◆ **Data supplied**:

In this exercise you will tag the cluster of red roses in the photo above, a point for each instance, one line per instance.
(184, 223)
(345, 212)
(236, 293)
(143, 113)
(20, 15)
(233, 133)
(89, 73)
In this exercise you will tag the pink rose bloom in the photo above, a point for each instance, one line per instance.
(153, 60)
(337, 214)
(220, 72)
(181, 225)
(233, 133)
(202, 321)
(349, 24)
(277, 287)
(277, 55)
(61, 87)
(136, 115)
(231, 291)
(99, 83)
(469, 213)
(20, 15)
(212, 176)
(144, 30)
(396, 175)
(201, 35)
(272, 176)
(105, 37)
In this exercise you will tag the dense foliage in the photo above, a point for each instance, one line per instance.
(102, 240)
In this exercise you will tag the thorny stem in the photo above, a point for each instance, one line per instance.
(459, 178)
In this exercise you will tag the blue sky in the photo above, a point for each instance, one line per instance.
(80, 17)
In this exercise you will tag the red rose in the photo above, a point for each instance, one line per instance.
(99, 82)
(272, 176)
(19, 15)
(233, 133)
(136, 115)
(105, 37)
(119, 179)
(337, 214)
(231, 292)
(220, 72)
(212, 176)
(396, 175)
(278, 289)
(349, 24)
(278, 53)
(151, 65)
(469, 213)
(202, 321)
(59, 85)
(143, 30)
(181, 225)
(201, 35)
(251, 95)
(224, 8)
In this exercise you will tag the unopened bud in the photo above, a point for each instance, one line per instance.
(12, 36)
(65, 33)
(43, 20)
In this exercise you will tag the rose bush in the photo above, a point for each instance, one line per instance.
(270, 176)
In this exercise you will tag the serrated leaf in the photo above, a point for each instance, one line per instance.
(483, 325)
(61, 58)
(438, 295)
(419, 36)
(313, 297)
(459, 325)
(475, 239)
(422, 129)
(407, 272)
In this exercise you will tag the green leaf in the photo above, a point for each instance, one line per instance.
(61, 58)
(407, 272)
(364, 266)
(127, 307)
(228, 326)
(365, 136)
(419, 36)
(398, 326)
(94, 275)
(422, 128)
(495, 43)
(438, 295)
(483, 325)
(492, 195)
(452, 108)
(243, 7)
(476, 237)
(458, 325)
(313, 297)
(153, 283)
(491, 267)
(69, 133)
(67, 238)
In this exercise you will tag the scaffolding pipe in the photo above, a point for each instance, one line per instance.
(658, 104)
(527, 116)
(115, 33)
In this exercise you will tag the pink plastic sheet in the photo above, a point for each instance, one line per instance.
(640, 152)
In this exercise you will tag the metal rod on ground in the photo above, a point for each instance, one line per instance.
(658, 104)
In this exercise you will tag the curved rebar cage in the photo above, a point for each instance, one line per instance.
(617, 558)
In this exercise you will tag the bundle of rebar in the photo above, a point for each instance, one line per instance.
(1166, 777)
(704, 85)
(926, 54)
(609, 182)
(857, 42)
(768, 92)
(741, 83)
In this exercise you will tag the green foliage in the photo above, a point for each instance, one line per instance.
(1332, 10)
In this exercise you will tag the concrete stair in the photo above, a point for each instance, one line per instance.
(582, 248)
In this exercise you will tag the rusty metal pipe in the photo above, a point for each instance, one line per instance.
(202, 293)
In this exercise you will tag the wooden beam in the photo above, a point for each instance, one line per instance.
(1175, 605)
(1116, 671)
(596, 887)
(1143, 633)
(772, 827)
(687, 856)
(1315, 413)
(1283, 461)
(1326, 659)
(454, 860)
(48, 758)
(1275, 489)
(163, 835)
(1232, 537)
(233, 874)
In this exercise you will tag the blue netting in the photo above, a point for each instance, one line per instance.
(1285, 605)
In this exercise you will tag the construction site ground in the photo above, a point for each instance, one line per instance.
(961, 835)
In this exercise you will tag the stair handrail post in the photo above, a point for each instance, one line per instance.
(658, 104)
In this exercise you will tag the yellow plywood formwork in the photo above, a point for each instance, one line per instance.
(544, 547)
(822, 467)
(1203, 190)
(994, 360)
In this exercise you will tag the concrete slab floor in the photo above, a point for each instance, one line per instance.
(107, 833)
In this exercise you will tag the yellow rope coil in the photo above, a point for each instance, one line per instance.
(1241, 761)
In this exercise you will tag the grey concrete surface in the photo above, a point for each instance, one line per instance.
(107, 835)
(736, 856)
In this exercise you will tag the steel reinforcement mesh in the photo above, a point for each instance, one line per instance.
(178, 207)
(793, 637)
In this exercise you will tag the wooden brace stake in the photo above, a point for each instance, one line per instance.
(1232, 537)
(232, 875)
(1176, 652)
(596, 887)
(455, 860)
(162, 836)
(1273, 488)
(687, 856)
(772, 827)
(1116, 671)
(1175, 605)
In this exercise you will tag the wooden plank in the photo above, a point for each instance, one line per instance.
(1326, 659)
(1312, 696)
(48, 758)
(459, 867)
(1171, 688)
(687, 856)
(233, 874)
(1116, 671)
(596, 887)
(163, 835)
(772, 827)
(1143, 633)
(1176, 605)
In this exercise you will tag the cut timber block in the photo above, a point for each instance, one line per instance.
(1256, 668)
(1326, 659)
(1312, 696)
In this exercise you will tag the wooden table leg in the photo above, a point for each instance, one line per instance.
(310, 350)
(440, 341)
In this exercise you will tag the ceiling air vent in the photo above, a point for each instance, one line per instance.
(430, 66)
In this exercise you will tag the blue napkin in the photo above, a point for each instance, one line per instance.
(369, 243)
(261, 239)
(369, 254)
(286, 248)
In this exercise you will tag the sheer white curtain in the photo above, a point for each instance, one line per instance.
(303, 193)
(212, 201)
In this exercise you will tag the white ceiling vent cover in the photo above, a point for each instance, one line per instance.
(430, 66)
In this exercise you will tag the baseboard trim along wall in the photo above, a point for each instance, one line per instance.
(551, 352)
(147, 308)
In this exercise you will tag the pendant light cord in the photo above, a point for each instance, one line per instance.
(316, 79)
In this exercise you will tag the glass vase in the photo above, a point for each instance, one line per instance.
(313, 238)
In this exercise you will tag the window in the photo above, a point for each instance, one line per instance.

◆ **Aim**: Write out all the lines above again, swapping "tag" for "mark" wherever it appears and changing nothing else.

◆ **Output below**:
In this exercise you will mark the cluster of red roses in the photo above, a point for each instance, one line per instance.
(184, 223)
(345, 212)
(236, 293)
(143, 113)
(20, 15)
(233, 133)
(89, 73)
In this exercise you will mark the pink rose bloom in the photo above, a point for each instance, one line per instance.
(153, 60)
(337, 214)
(220, 72)
(181, 225)
(233, 133)
(202, 321)
(349, 24)
(277, 287)
(277, 55)
(61, 87)
(136, 115)
(231, 291)
(99, 83)
(469, 213)
(20, 15)
(212, 176)
(144, 30)
(396, 175)
(201, 35)
(272, 176)
(105, 37)
In this exercise you will mark the dense foliage in the photo above, a point for each instance, one line per instance.
(102, 240)
In this exercise you will mark the thorny stem in the photo above, a point for each instance, one line per instance.
(459, 178)
In this exercise you will mark the blue sky in the photo above, a point for each instance, one line per instance.
(80, 17)
In this exercise you will mark the red rose in the photo above, a point for each instance, one line per instance.
(99, 82)
(272, 176)
(19, 15)
(233, 133)
(136, 115)
(105, 37)
(119, 179)
(337, 214)
(231, 292)
(220, 72)
(212, 176)
(396, 175)
(278, 289)
(349, 24)
(278, 53)
(151, 65)
(469, 213)
(202, 321)
(59, 85)
(143, 30)
(181, 225)
(201, 35)
(251, 95)
(224, 8)
In this exercise you will mark the unopened bud in the photo above, a point for each instance, one line per instance.
(12, 36)
(65, 33)
(43, 20)
In this exercise you will mark the rose bush in the photo above, a point for each instance, one line per instance.
(270, 176)
In this exercise you will mark the serrated leaf in the photo above, a point for each instance, one line per instance.
(483, 325)
(61, 58)
(438, 295)
(419, 36)
(313, 297)
(459, 325)
(475, 239)
(422, 129)
(407, 272)
In this exercise you will mark the green leaf in the photo above, a point for each instance, one line per instance.
(61, 58)
(407, 272)
(364, 266)
(127, 307)
(228, 326)
(365, 136)
(419, 36)
(398, 326)
(94, 275)
(422, 128)
(495, 43)
(438, 295)
(483, 325)
(492, 195)
(452, 108)
(243, 7)
(476, 237)
(458, 325)
(313, 297)
(153, 283)
(491, 267)
(69, 133)
(67, 238)
In this exercise you will mark the scaffolding pipe in the photo above, a point for each instance, one line per instance.
(658, 104)
(527, 116)
(115, 33)
In this exercise you will mark the pink plastic sheet in the photo above, a point for each instance, one line per instance.
(640, 152)
In this exercise you will mark the metal rod on ground in the photo above, a point for each instance, one line per instance.
(658, 104)
In this exercise you will mark the curved rebar cage in the photo above, a point for each instance, one line per instance.
(617, 558)
In this exercise you will mark the bundle of rebar in the photo above, a point for each instance, one line per instance.
(1166, 777)
(704, 85)
(926, 54)
(609, 182)
(857, 42)
(768, 92)
(741, 83)
In this exercise you will mark the green foliage in the photo above, a point for each instance, one line per instance.
(1332, 10)
In this exercise you will mark the concrete stair in the photo above, a point for each instance, one line per instance.
(582, 248)
In this exercise you will mark the rusty metal pipe in the photo above, a point for each instance, one line per instance.
(202, 293)
In this exercise you will mark the wooden beam in the photo above, a point for each instance, one line per instance.
(1175, 605)
(1116, 671)
(596, 887)
(1143, 633)
(772, 827)
(687, 856)
(1315, 413)
(1283, 461)
(1326, 659)
(454, 860)
(48, 758)
(1275, 489)
(163, 835)
(1232, 537)
(233, 874)
In this exercise you will mark the blue netting in the photo above, a point for each instance, one line per instance.
(1285, 605)
In this exercise you will mark the construction site ground in the photo above, a point for each instance, one line per instance.
(961, 835)
In this exercise you will mark the stair handrail post in the photo above, a point for each instance, one line per instance.
(658, 104)
In this exercise you will mark the yellow plywood formwork in the photo above, a point for each instance, one line per instance.
(544, 547)
(822, 467)
(1203, 190)
(994, 360)
In this exercise you will mark the concrete slab floor in the photo above, a point for each instance, one line per instance.
(107, 833)
In this exercise you will mark the yellow rope coil in the photo above, a point for each instance, one line per instance.
(1241, 761)
In this exercise you will mark the grey concrete surface in the photo above, a point for each instance, one line per instance.
(107, 835)
(736, 856)
In this exercise you will mark the steel reinforcement mesh in the photo above, a point for each instance, one line per instance.
(178, 207)
(793, 637)
In this exercise you will mark the wooden brace stake in the photo above, a point for each instance, one line per instance.
(1232, 537)
(232, 875)
(1176, 652)
(596, 887)
(455, 860)
(162, 836)
(1273, 488)
(687, 856)
(772, 827)
(1116, 671)
(1175, 605)
In this exercise you will mark the wooden plank in the photo above, a point for each instance, one line per instance.
(1326, 659)
(1312, 696)
(48, 758)
(459, 867)
(1171, 688)
(687, 856)
(233, 874)
(1116, 671)
(596, 887)
(163, 835)
(772, 827)
(1143, 633)
(1176, 605)
In this exercise you will mark the cut timber block in the photo above, a point for each instance, one line per instance.
(1256, 668)
(1326, 659)
(1312, 696)
In this exercise you will mark the wooden table leg in the photo above, a point for each instance, one line per instance.
(310, 350)
(440, 341)
In this exercise you will mark the ceiling air vent in the photo above, a point for each instance, one line per instance.
(430, 66)
In this exercise you will mark the blue napkin in the photo above, a point for each instance, one line per instance.
(369, 243)
(261, 239)
(369, 254)
(286, 248)
In this exercise you will mark the sheer white curtain in the photo above, a point for each instance, one line per instance.
(303, 193)
(212, 201)
In this exercise you will mark the white ceiling vent cover in the photo above, a point for each instance, one line per instance.
(430, 66)
In this exercise you will mark the baseboard trim along wall in the photo above, a point for each instance, one line per instance.
(551, 352)
(147, 308)
In this exercise you will mark the pendant light cord in the photo above, a point for each instance, one line per instance.
(316, 79)
In this exercise you will mark the glass vase in the photo above, a point for each instance, one line per instance.
(313, 238)
In this exercise you will mark the window in the photo above, a point for each instance, one line per instance.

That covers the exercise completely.